(Selected passage):
ISOLATED WIND TURBINES

Description

TECHNICAL FIELD

The disclosure relates to wind turbines distributed within closed buildings above/under ground. They are operated by (naturally/mechanically) pumping wind from one side of a building and withdrawing it from the other side. Thus, a strong air stream will be generated whereby turbines can be efficiently run, and as a result electricity will be generated.

BACKGROUND

Owing to the high cost of establishing high towers for wind turbines in the open air and because air turbines may kill birds and make non-stop audiovisual noise without having an ever-steady wind velocity, the present invention aims at getting rid of all these drawbacks. It allows fixing wind turbines within closed above/underground buildings with no need to such high towers to reach the required air velocity. Furthermore, the present invention provides such a velocity inside a building. It is also characterized by operating turbines within closed buildings using the energy of natural mild wind as this can double the strength and the velocity of natural mild wind within a building. The wind is contained then pumped into the turbines of the closed building so that the wind enters from one side of the building and exits from the other side forming a strong stream that drives turbines. Providing the building exit openings with fans that withdraw and expel the wind outside can reduplicate the wind strength and velocity within the building.

In other words, the greater the number of mounts that direct wind in a building and of the fans withdrawing wind from the building to the fresh air, the speeder the wind becomes until it reaches the required maximum velocity. Moreover, the present invention enables the construction of successive and unlimited closed buildings that are interconnected. Each building includes a field having a proper number of turbines. The wind is (naturally or mechanically) pumped only from the first building and (mechanically) withdrawn from the last building. This generates a strong air stream whose strength and velocity can be controlled to run the turbines efficiently.

RELATED ART

There is no related art because all current wind turbines are operated outdoors and upon heights proper to the required production rate, whereas in the present invention turbines are fixed inside closed buildings.

(Supplied information):

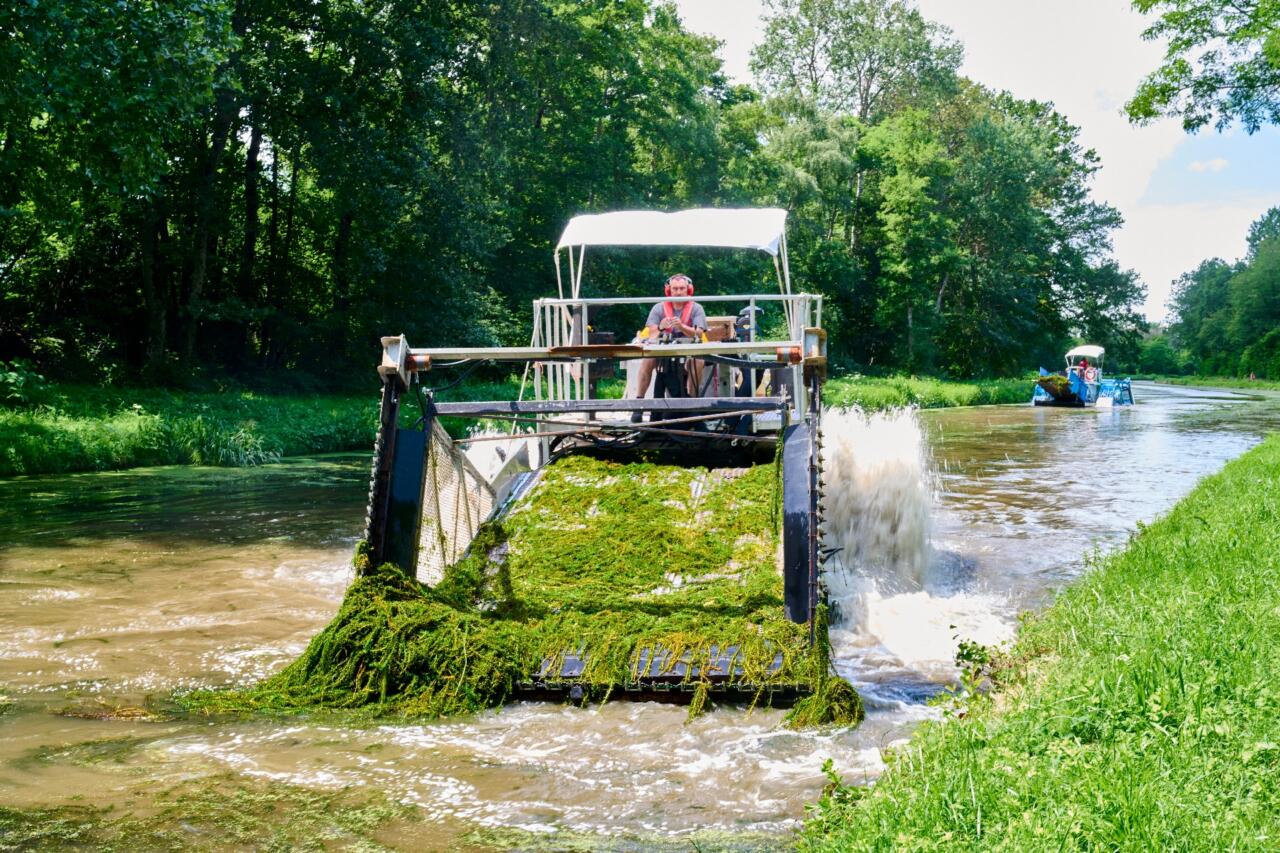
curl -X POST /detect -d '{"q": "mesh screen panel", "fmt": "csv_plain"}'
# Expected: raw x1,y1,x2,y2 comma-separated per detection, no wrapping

(Stated problem): Copy out the part of the wind turbine description from "TECHNICAL FIELD" up to and including "will be generated.".

(Response for this exercise):
TECHNICAL FIELD

The disclosure relates to wind turbines distributed within closed buildings above/under ground. They are operated by (naturally/mechanically) pumping wind from one side of a building and withdrawing it from the other side. Thus, a strong air stream will be generated whereby turbines can be efficiently run, and as a result electricity will be generated.